EXERCISE OBJECTIVE » The full set of records must be printed exactly as given.

Segment Open

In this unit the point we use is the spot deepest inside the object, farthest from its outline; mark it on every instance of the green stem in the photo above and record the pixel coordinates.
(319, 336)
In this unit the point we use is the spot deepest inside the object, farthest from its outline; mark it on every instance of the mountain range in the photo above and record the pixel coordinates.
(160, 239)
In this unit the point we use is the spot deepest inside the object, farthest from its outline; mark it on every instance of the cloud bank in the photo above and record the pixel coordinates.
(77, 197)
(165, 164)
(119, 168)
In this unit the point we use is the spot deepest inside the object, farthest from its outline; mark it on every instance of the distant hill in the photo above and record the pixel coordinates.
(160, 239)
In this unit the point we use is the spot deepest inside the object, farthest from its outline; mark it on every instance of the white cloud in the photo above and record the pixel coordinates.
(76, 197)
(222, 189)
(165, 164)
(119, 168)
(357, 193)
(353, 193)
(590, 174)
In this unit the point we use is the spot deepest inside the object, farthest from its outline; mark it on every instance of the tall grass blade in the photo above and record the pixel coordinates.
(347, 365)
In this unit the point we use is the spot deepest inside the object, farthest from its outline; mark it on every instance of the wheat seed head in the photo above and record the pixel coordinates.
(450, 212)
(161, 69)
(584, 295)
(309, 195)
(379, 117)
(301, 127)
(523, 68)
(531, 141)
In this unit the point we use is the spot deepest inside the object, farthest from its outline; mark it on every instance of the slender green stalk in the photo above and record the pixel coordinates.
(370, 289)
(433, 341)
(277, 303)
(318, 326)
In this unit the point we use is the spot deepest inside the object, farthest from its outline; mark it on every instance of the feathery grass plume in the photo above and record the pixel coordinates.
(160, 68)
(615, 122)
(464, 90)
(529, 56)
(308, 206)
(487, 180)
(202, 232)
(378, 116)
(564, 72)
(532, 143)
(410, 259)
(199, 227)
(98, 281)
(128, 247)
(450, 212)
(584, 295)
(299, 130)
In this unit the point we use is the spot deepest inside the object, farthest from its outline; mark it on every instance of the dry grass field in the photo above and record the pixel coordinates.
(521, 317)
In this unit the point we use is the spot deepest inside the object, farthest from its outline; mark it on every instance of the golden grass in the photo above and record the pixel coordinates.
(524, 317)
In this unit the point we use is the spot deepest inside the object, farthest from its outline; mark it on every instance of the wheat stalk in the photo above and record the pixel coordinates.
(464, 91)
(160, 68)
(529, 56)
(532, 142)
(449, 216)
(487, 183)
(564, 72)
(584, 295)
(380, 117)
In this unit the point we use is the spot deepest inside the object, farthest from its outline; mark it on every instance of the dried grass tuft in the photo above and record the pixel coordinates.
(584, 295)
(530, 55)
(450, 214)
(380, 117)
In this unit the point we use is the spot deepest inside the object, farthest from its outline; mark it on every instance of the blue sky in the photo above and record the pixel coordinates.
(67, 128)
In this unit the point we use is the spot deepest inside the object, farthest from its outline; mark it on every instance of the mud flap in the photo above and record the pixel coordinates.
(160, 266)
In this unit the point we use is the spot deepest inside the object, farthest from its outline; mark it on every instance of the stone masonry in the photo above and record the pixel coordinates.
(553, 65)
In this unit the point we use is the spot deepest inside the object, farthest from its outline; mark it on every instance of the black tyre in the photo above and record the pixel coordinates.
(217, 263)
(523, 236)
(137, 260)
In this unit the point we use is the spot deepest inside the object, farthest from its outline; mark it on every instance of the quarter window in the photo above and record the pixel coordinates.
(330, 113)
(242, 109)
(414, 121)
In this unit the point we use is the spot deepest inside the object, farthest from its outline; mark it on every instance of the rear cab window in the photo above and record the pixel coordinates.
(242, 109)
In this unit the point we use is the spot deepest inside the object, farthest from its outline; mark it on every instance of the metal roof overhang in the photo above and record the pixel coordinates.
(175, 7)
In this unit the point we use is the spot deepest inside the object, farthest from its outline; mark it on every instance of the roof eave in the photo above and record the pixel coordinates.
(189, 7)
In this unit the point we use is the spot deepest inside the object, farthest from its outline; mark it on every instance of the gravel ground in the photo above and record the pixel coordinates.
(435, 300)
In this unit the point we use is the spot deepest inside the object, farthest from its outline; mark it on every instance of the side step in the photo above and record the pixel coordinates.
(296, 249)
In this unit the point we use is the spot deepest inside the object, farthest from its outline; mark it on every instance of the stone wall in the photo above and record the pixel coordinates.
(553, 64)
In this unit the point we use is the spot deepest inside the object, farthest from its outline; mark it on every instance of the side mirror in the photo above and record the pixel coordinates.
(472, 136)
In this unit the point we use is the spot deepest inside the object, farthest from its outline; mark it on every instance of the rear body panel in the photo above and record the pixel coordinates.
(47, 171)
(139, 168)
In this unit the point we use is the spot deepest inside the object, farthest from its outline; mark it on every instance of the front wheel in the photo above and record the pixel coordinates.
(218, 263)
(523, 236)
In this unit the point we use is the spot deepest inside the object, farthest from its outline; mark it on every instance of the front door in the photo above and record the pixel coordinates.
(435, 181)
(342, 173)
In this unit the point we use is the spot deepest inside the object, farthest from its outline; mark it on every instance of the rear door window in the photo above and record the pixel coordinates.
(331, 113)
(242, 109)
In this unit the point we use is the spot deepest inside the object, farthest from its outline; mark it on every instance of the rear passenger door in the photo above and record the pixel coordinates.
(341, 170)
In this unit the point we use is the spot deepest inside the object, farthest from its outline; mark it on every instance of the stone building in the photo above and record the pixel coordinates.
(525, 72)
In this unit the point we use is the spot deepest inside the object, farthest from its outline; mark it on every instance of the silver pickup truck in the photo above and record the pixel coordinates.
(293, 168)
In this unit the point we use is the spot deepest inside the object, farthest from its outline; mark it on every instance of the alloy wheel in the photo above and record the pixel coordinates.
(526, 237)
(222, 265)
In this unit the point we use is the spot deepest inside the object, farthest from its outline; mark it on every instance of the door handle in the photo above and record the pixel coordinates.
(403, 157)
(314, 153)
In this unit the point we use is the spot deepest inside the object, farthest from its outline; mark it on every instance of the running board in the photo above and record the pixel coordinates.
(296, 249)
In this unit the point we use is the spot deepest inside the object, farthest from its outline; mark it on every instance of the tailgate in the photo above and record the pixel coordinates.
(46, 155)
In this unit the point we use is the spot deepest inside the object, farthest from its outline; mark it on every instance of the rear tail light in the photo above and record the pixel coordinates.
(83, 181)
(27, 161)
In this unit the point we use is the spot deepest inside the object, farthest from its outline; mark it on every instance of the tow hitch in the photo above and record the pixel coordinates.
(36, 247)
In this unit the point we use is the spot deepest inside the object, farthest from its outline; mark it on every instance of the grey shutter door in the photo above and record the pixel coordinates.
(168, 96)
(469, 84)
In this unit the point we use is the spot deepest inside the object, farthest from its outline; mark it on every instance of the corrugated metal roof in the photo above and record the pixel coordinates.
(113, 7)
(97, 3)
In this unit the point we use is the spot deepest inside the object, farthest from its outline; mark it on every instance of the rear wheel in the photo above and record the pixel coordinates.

Segment Closed

EXERCISE OUTPUT »
In this unit the point we use is the spot deepest inside the object, farthest from its outline; mark it on every instance of the green stem in the photo above and record the pixel coordinates.
(319, 336)
In this unit the point we use is the spot deepest inside the object, farthest from its outline; mark it on every instance of the mountain range in the photo above and record the pixel coordinates.
(160, 239)
In this unit the point we use is the spot deepest inside the object, farthest from its outline; mark it on every instance of the cloud bank in the photo above and record the pixel coordinates.
(77, 197)
(165, 164)
(119, 168)
In this unit the point we use is the spot deepest inside the object, farthest from its outline; mark it on every instance of the distant hill in the photo above and record the pixel coordinates.
(160, 239)
In this unit the point we use is the spot deepest inside the object, farthest from its outline; mark it on every instance of the white cloud in the photo above and record the pixel coordinates.
(76, 197)
(222, 189)
(165, 164)
(119, 168)
(357, 193)
(353, 193)
(590, 174)
In this unit the point we use is the spot deepest inside the object, farthest from its outline; mark it on every instance of the tall grass blade in the photo above and record the pixel coordinates.
(347, 365)
In this unit the point we use is the spot deepest inside the object, farthest from its outline; mark it on every instance of the wheat seed head in the photo above and record the pixel coordinates.
(450, 212)
(161, 69)
(584, 295)
(309, 195)
(379, 117)
(301, 127)
(523, 68)
(531, 141)
In this unit the point we use is the spot deepest inside the object, farthest from its outline; mark it on every instance of the slender green stalk in the photo above and record the pixel coordinates.
(370, 289)
(433, 341)
(277, 303)
(318, 326)
In this unit the point we use is the spot deepest inside the object, farthest from its outline; mark it on every instance of the feathery grass plume in the photo above and record the pixel coordinates.
(160, 68)
(615, 122)
(464, 90)
(529, 56)
(308, 206)
(487, 180)
(202, 232)
(378, 116)
(564, 72)
(532, 143)
(410, 259)
(199, 227)
(98, 281)
(128, 247)
(450, 212)
(584, 295)
(299, 130)
In this unit the point we use is the spot deepest inside the object, farthest from its outline; mark it on every instance of the dry grass field in the photo above and record the pixel coordinates.
(521, 317)
In this unit the point we use is the spot deepest inside the object, farthest from its outline; mark it on every instance of the golden grass in the photo above and record the pixel coordinates.
(524, 317)
In this unit the point we use is the spot deepest inside the object, farthest from its outline; mark it on every instance of the wheat stalk in the photo above and record the pixel coordinates.
(464, 91)
(160, 68)
(529, 56)
(532, 142)
(449, 216)
(487, 183)
(564, 72)
(584, 295)
(380, 117)
In this unit the point we use is the spot deepest inside the object, farthest from its outline; mark it on every instance of the dried grass tuft in the photo above and record the pixel coordinates.
(584, 295)
(530, 55)
(450, 214)
(380, 117)
In this unit the point we use is the spot deepest inside the object, farthest from its outline; mark it on every instance of the blue sky in the photo above and record the pixel coordinates.
(67, 128)
In this unit the point we use is the spot deepest inside the object, farthest from its outline; mark it on every instance of the mud flap in the photo above and record the pixel coordinates.
(160, 266)
In this unit the point we use is the spot deepest inside the object, farthest from its outline; mark it on every instance of the stone masonry in the photo above and record the pixel coordinates.
(553, 65)
In this unit the point we use is the spot deepest inside the object, farthest from its outline; mark it on every instance of the black tyre in the photo above and record the pixel coordinates.
(217, 263)
(523, 236)
(137, 260)
In this unit the point we use is the spot deepest inside the object, farthest from its outline; mark it on every instance of the quarter window in the photo above and record the pixel coordinates.
(330, 113)
(242, 109)
(414, 121)
In this unit the point we use is the spot deepest inside the object, farthest from its outline; mark it on every instance of the rear cab window in the photo above and record the pixel coordinates.
(242, 109)
In this unit the point we use is the spot deepest inside the object, farthest from its outline; mark it on every instance of the metal roof overhang in the photo above and record the pixel coordinates.
(175, 7)
In this unit the point we use is the spot deepest inside the object, farthest from its outline; mark it on every instance of the roof eave in the photo above and record the pixel coordinates.
(189, 7)
In this unit the point we use is the spot deepest inside the object, farthest from its outline; mark it on every instance of the gravel ground in the photo above and record the pixel coordinates.
(435, 300)
In this unit the point we use is the spot deepest inside the object, farthest from its outline; mark it on every instance of the side step in the photo above and record the pixel coordinates.
(296, 249)
In this unit the point we use is the spot deepest inside the object, farthest from its outline; mark it on every instance of the stone wall in the photo above and record the pixel coordinates.
(553, 64)
In this unit the point we use is the spot deepest inside the object, farthest from its outline; mark it on every instance of the side mirror in the photo above and record the pixel coordinates.
(472, 136)
In this unit the point we use is the spot deepest inside the object, farthest from its outline; mark it on every instance of the rear body panel in the photo above and record the pixel coordinates.
(47, 171)
(139, 168)
In this unit the point we use is the spot deepest inside the object, farthest from its outline; mark it on every instance of the front wheel in the photo above and record the pixel coordinates.
(218, 263)
(523, 236)
In this unit the point we use is the spot deepest inside the object, farthest from its outline; mark it on every instance of the front door in the photo above and record the pixel coordinates.
(435, 181)
(342, 173)
In this unit the point we use is the spot deepest inside the object, farthest from its outline; mark it on every instance of the rear door window in the photo above and record the pixel coordinates.
(331, 113)
(242, 109)
In this unit the point we use is the spot deepest inside the object, farthest from its outline; mark it on every instance of the rear passenger door in the photo above and record the pixel coordinates.
(341, 170)
In this unit the point we use is the spot deepest inside the object, farthest from its outline; mark it on every instance of the stone building in the photo above and record the pixel coordinates.
(525, 72)
In this unit the point we use is the spot deepest inside the object, farthest from its outline; mark it on every instance of the silver pickup truck in the photo above and record the pixel coordinates.
(293, 168)
In this unit the point we use is the spot deepest inside the object, farthest from its outline; mark it on every instance of the alloy wheel in the photo above and record the pixel coordinates.
(526, 237)
(222, 265)
In this unit the point we use is the spot deepest inside the object, farthest from its outline; mark it on every instance of the door handle in the photo above and record the pixel coordinates.
(403, 157)
(314, 153)
In this unit the point we use is the spot deepest inside the object, farthest from its outline; mark it on every instance of the running board in the photo above and record the pixel coordinates.
(296, 249)
In this unit the point we use is the spot deepest inside the object, farthest from its outline; mark it on every instance of the tailgate in the photo above and record the pixel coordinates.
(46, 155)
In this unit the point we use is the spot deepest inside the object, farthest from its outline; mark it on every instance of the rear tail light in the photo above and record the pixel coordinates.
(83, 181)
(27, 161)
In this unit the point we use is the spot deepest inside the object, farthest from its outline; mark it on every instance of the tow hitch in the photo above and record the pixel coordinates.
(36, 247)
In this unit the point we use is the spot deepest inside the object, farthest from its outline; mark it on every instance of the grey shutter door in the photo above and record the pixel coordinates.
(168, 96)
(469, 84)
In this unit the point we use is the spot deepest inside the object, farthest from its outline; mark it on every instance of the corrugated metal roof in the photo above and record the pixel coordinates.
(113, 7)
(97, 3)
In this unit the point we use is the spot deepest inside the object, farthest from its outline; mark it on every instance of the rear wheel in the photo above and record the pixel coordinates.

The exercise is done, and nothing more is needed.